**Problem**
Continue the critique of Roy's views on India's nuclear tests, picking up right after its final sentence.

**Selected excerpt**
• • •
Now, it is another matter that she might see in the activities of the lunatic fringe of the Sangh Parivar an undeclared dictatorship. But such activities were there even before the BJP-led government assumed office or when India crossed the nuclear Rubicon. In fact, there is no cause and effect relationship between possessing a nuclear bomb and being a dictatorship. The US, the UK, and France are nuclear but they are democracies (though Roy does not believe they are, especially the US, as we shall see later). In her analysis, causality is the first casualty. But Roy does not pause to ponder over the any causality or casualty, or the lack of it, she alludes to; she moves on to the maze of development economics. According to her,
We are a nation of nearly a billion people. In development terms we rank No. 138 out of the 175 countries listed in the UNDP’s Human Development Index. More than 400 million of our people are illiterate and live in absolute poverty, over 600 million lack even basic sanitation and over 200 million have no safe drinking water.
It is true that in terms of human development India is a laggard; but this is not linked with the expenditure incurred on nuclear tests or with defence expenditure. It is infantile to assume that India would have made dramatic progress in human development had there been no nuclear tests. In the aftermath of the Cold War, there was considerable decline in defence expenditures in many important countries, but this did not cause any great increase in human development in the concerned countries; there was no “peace dividend,” as hoped for by peaceniks.
Before you could make any sense of the grandiloquent baloney she is uttering without any stop, she has moved on to the rarefied realms of Indology and political philosophy:
Whether or not there has ever been a single civilization that could call itself ‘Indian Civilization,’ whether or not India was, is, or ever will become a cohesive cultural entity, depends on whether you dwell on the differences or the similarities in the cultures of the people who have inhabited the subcontinent for centuries. India, as a modern nation state, was marked out with precise geographical boundaries, in their precise geographical way, by a British Act of Parliament in 1899. Our country, as we know it, was forged on the anvil of the British Empire for the entirely unsentimental reasons of commerce and administration. But even as she was born, she began her struggle against her creators. So is India Indian? It’s a tough question. Let’s just say that we’re an ancient people learning to live in a recent nation.
What is true is that India is an artificial State¾a State that was created by a government, not a people. A State created from the top down, not the bottom up. The majority of India’s citizens will not (to this day) be able to identify her boundaries on a map, or say which language is spoken where or which god is worshipped in what region. Most are too poor and too uneducated to have even an elementary idea of the extent and complexity of their own country. The impoverished, illiterate agrarian majority have no stake in the State. And indeed, why should they, how can they, when they don’t even know what the State is? To them, India is, at best, a noisy slogan that comes around during the elections. Or a montage of people on Government TV programmes wearing regional costumes and saying Mera Bharat Mahan.
• • •
**Given information**
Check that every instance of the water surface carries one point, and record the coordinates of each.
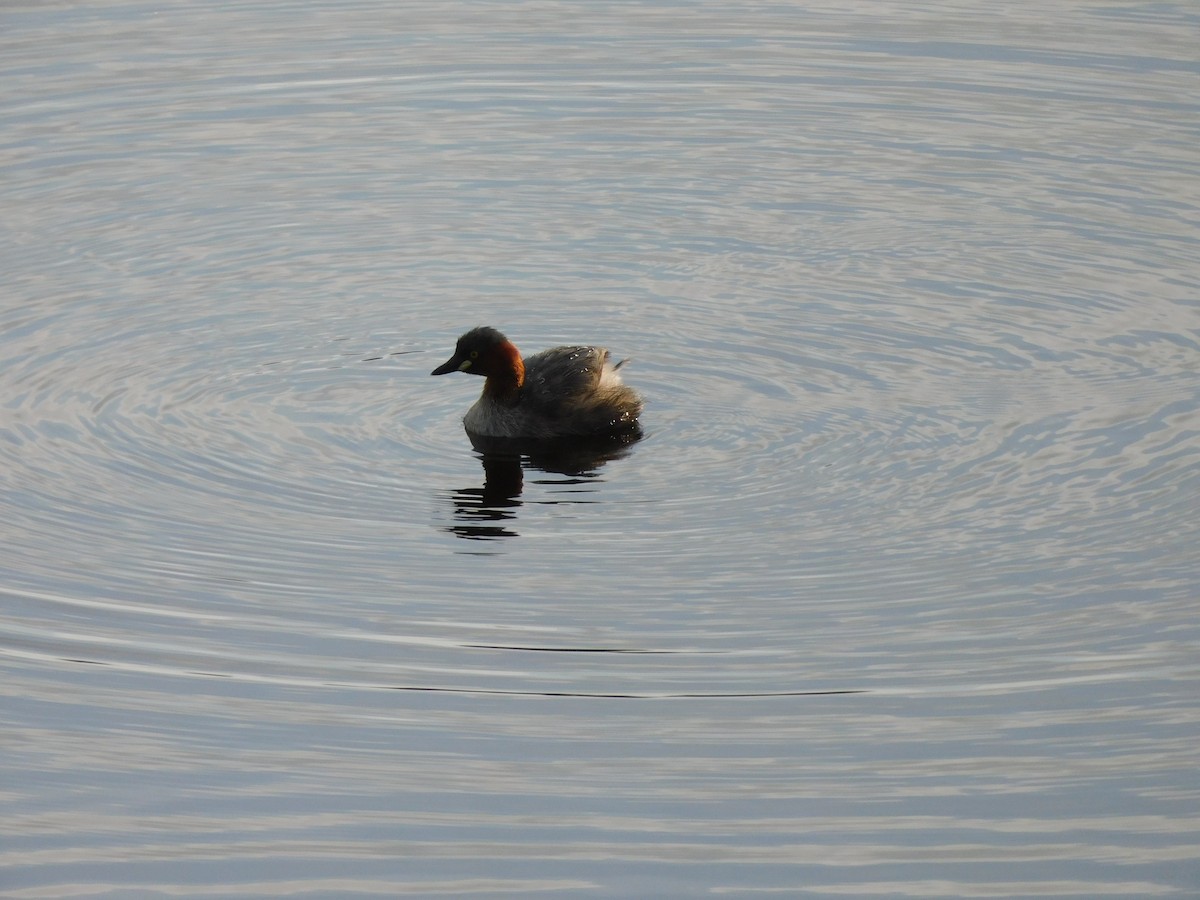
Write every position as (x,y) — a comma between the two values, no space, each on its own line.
(898,595)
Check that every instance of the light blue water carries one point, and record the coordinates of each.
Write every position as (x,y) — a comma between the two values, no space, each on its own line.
(898,597)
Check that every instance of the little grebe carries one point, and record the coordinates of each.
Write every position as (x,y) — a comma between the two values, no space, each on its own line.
(562,393)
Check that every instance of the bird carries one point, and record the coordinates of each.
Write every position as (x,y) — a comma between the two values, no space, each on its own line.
(563,393)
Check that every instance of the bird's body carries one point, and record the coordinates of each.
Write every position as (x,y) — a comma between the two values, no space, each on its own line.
(562,393)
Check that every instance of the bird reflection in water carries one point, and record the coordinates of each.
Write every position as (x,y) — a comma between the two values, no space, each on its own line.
(490,511)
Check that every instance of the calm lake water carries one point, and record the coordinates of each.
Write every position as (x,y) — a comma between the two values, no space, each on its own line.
(898,597)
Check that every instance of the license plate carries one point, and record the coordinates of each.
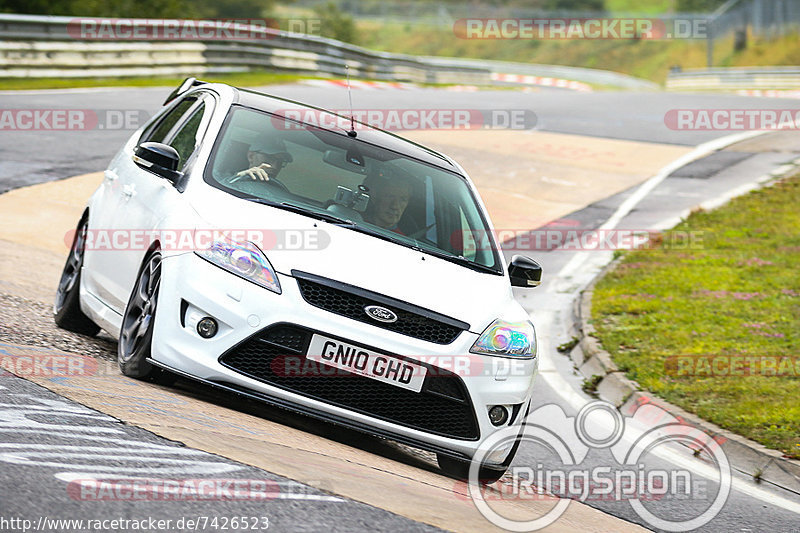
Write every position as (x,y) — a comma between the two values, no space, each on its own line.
(366,363)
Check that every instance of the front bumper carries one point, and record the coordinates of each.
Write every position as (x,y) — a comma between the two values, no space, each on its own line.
(192,288)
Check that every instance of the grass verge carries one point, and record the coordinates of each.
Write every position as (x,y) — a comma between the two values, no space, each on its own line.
(737,293)
(244,79)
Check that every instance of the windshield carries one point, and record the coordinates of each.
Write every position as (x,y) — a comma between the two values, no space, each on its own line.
(362,186)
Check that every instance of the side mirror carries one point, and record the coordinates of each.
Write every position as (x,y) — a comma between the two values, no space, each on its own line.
(160,159)
(524,272)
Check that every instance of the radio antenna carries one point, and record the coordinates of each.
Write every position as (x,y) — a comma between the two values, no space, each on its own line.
(352,132)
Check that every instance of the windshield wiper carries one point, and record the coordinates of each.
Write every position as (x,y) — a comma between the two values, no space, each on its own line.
(333,219)
(461,260)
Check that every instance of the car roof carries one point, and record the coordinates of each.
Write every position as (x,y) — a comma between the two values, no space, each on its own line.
(366,133)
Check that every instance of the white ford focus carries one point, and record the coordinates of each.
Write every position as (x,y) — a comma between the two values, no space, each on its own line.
(264,247)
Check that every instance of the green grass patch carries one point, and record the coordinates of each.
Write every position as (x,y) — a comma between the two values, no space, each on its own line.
(647,59)
(244,79)
(734,291)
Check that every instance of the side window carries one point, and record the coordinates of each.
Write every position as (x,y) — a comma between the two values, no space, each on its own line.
(185,140)
(159,131)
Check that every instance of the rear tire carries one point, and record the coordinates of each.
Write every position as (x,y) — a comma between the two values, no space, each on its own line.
(136,333)
(67,307)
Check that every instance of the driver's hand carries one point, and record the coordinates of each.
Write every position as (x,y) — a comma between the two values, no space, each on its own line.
(256,173)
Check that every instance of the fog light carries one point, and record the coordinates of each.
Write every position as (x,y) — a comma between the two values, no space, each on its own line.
(207,327)
(498,415)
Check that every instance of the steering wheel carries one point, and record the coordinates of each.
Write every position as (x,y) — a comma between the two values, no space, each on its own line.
(251,184)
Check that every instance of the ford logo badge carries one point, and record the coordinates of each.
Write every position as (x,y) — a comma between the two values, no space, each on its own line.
(381,314)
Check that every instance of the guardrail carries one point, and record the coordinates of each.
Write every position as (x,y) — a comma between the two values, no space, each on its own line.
(735,79)
(41,46)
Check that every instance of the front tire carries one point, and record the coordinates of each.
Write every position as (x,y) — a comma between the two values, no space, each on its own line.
(138,321)
(67,307)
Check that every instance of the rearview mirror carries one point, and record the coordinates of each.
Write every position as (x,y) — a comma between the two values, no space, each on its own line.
(352,162)
(524,272)
(160,159)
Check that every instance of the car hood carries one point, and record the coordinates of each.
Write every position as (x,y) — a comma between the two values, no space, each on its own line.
(297,242)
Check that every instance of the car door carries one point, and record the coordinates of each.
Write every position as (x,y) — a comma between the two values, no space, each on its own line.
(146,199)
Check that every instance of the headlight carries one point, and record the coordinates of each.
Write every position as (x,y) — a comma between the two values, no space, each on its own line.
(243,259)
(516,339)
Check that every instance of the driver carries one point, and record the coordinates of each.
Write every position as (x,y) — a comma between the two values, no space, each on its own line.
(266,157)
(389,198)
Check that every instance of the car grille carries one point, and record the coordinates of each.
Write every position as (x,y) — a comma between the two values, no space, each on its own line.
(350,301)
(442,407)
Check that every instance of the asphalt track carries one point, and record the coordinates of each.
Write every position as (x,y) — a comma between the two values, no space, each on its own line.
(619,122)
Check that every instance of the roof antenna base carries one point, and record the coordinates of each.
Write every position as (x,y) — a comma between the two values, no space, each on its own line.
(352,133)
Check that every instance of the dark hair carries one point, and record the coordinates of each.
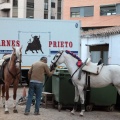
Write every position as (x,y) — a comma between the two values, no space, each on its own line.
(43,58)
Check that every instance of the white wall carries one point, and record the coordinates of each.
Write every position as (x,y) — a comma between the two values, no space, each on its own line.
(114,49)
(114,46)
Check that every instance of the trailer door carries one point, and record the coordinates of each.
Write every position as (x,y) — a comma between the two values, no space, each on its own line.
(99,51)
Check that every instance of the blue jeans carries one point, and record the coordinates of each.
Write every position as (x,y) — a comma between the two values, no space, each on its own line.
(37,89)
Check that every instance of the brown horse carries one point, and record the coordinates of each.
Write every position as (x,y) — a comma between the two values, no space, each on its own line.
(11,75)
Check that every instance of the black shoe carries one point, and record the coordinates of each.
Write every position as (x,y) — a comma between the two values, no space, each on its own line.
(36,113)
(26,113)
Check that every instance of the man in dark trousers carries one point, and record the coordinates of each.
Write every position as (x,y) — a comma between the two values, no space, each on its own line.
(36,76)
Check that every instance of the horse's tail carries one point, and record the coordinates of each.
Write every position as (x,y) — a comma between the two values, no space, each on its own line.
(0,90)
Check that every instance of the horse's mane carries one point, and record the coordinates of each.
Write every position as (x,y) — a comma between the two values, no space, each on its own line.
(73,55)
(79,63)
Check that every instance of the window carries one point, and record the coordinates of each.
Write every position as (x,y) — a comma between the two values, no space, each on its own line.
(75,12)
(86,11)
(45,14)
(107,10)
(15,12)
(52,5)
(46,5)
(58,15)
(30,9)
(15,3)
(52,17)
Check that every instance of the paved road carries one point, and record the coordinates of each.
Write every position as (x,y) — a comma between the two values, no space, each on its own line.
(54,114)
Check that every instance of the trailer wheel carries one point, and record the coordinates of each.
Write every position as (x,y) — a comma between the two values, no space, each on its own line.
(89,108)
(59,107)
(110,108)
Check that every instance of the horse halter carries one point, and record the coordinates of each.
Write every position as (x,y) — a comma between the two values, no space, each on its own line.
(16,59)
(54,63)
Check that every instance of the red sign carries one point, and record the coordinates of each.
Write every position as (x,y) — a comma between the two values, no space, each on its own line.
(61,44)
(10,43)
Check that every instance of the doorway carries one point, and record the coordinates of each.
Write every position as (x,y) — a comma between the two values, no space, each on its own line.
(99,51)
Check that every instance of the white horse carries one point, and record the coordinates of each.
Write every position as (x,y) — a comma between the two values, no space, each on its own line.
(110,74)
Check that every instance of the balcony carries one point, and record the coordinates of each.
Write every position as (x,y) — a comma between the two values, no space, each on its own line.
(5,6)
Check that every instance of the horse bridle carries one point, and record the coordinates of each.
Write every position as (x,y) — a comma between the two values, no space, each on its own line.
(16,61)
(54,63)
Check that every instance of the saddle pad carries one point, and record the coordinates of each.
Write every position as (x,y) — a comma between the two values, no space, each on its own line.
(93,68)
(1,61)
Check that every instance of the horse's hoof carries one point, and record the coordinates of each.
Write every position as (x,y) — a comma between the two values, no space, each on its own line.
(72,112)
(81,114)
(6,112)
(15,111)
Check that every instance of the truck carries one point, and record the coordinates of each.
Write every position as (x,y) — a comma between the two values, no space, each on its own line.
(39,37)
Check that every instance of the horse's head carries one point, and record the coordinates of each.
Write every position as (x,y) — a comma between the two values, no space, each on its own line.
(17,54)
(57,60)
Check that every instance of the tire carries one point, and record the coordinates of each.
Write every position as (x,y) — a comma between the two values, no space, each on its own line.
(59,107)
(89,108)
(110,108)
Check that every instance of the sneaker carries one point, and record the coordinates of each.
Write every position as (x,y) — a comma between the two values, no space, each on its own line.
(26,113)
(36,113)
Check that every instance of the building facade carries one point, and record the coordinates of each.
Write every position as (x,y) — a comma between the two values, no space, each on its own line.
(43,9)
(93,13)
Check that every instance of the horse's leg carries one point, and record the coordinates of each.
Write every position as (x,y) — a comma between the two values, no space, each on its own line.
(7,97)
(36,51)
(82,99)
(75,100)
(3,95)
(41,51)
(15,86)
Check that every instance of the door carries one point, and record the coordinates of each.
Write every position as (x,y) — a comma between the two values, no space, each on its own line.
(99,51)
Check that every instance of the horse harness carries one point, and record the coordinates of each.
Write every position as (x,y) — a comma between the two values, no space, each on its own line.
(79,63)
(5,62)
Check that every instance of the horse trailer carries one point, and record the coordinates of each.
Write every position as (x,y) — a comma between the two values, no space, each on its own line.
(39,37)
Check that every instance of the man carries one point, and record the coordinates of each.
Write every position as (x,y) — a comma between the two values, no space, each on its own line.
(36,77)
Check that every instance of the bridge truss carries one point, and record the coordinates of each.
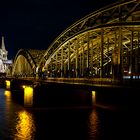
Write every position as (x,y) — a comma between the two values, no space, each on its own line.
(103,44)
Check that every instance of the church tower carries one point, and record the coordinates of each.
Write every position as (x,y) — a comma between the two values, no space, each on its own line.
(3,51)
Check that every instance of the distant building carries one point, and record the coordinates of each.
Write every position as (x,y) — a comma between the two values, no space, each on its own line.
(5,64)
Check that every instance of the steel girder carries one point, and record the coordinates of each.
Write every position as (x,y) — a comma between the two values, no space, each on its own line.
(97,42)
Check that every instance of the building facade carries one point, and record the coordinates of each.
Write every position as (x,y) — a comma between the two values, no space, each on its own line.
(5,64)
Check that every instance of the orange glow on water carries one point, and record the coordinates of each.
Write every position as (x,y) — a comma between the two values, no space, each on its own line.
(25,127)
(94,97)
(28,96)
(7,93)
(8,84)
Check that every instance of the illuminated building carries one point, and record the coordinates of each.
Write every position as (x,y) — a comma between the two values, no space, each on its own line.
(4,62)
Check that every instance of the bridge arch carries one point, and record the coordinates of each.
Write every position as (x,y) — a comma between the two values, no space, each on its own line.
(102,44)
(26,62)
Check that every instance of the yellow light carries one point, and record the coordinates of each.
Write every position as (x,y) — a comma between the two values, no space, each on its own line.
(94,97)
(23,86)
(7,84)
(28,96)
(25,126)
(7,93)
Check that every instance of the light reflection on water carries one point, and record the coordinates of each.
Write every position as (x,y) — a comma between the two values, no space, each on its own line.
(18,123)
(25,127)
(93,125)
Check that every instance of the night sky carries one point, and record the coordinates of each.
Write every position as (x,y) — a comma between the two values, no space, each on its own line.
(35,24)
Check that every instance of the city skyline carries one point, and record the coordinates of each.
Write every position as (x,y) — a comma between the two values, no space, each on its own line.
(36,24)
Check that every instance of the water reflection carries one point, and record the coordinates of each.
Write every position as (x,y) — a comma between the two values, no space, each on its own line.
(7,95)
(28,96)
(7,84)
(94,125)
(25,127)
(93,97)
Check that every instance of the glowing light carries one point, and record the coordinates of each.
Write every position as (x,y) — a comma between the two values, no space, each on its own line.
(7,93)
(23,86)
(94,97)
(7,84)
(28,96)
(25,127)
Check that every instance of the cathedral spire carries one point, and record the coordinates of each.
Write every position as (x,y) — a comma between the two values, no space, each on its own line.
(2,44)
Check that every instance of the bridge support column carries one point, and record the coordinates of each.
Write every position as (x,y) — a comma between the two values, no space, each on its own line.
(69,69)
(77,53)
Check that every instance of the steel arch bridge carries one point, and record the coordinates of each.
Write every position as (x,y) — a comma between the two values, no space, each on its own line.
(105,43)
(26,62)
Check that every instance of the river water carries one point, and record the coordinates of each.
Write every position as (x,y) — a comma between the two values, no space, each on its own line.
(20,123)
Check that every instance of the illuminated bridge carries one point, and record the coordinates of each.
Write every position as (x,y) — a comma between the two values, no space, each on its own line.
(104,44)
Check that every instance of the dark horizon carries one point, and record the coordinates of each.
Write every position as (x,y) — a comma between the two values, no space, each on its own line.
(35,24)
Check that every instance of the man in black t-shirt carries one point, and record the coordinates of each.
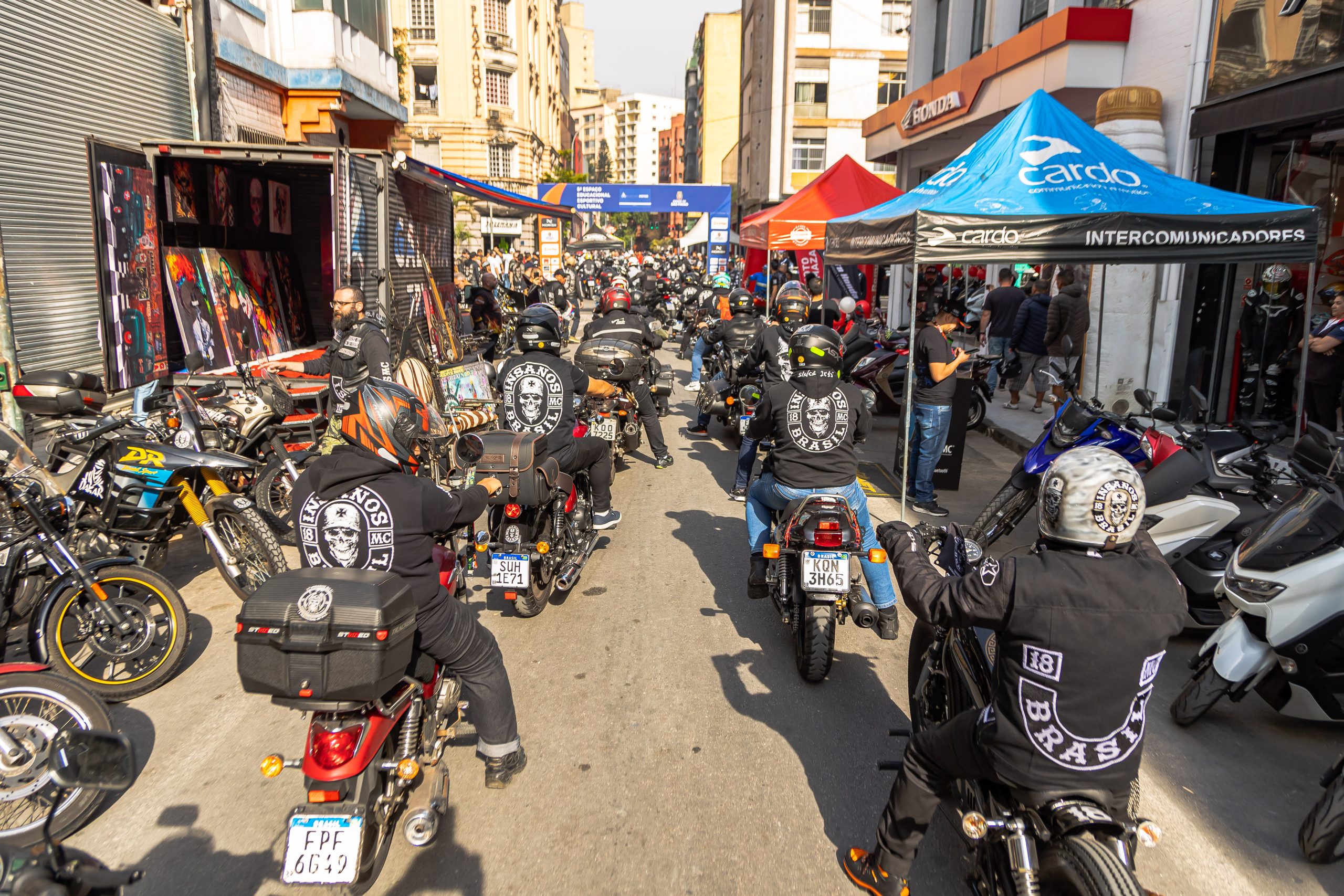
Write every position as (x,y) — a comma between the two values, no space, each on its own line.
(998,320)
(936,382)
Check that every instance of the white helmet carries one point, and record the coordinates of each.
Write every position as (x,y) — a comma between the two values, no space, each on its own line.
(1092,498)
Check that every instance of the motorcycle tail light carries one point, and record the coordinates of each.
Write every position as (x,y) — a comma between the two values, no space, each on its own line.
(334,749)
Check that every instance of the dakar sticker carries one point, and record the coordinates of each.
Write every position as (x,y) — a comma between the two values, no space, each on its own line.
(354,531)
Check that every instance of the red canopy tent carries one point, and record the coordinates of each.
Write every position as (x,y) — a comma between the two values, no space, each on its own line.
(800,220)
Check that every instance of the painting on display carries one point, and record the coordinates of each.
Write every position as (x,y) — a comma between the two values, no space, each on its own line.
(130,250)
(200,320)
(182,194)
(279,207)
(224,210)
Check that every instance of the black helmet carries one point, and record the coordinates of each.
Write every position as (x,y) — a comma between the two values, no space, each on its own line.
(816,347)
(539,330)
(741,301)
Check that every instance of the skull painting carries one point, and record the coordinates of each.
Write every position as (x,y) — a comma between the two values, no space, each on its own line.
(531,394)
(342,530)
(819,416)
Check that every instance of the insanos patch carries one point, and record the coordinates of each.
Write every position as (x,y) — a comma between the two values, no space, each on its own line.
(817,424)
(354,531)
(534,398)
(1115,507)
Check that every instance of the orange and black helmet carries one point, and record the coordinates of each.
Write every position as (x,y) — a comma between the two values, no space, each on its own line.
(389,421)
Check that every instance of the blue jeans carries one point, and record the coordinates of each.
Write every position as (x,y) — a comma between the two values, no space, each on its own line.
(995,345)
(928,436)
(768,495)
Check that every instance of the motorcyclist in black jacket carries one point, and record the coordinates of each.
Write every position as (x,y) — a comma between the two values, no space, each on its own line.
(1083,626)
(617,321)
(362,507)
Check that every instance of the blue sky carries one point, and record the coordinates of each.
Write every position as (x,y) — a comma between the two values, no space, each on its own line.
(642,46)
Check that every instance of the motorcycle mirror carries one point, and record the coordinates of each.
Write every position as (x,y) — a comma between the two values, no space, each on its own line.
(93,761)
• • •
**Result of this task**
So, India does not exist. At any rate, not as a nation, not as a civilization; merely an administrative convenience, and that too of the erstwhile colonial masters. This is in tune with the official philosophy of British imperialists that India was merely a “geographical expression”¾a thought not much different from that of communists. If India never existed, where did Columbus want to reach? Why is the arrival of Vasco de Gama at Calicut considered a major event of world history? What did Megasthenes refer to by his treatise Indica? Why did Shankaracharya set up four seats of learning in four different parts of the country, and not merely his native Kerala? Why did every Hindu king want to become a Chakravarti Samrat, ruling the entire nation (even though few succeeded in it)? And why did even Muslim kings of north India want to reach the natural boundaries of the Himalayas, the Arabian Sea, and the Bay of Bengal? Why did A.L. Basham write his monumental, The Wonder That Was India?
Arundhati Roy does not like to answer any of these questions. In any case, she is in a hurry. Quickly paying her homage to Mahatma Gandhi (a necessary ritual these days, as he is very popular among the Left and cool intellectuals), she makes a whirlwind visit to Babri Masjid and says all the good things about communal harmony, etc. And then she moves to the grand finale:
Who the hell is the Prime Minister to decide whose finger will be on the nuclear button that could turn everything we love—our earth, our skies, our mountains, our plains, our rivers, our cities and villages—to ash in an instant? Who the hell is he to reassure us that there will be no accidents? How does he know? Why should we trust him? What has he ever done to make us trust him? What have any of them ever done to make us trust them?
The nuclear bomb is the most anti-democratic, anti-national, anti-human, outright evil thing that man has ever made.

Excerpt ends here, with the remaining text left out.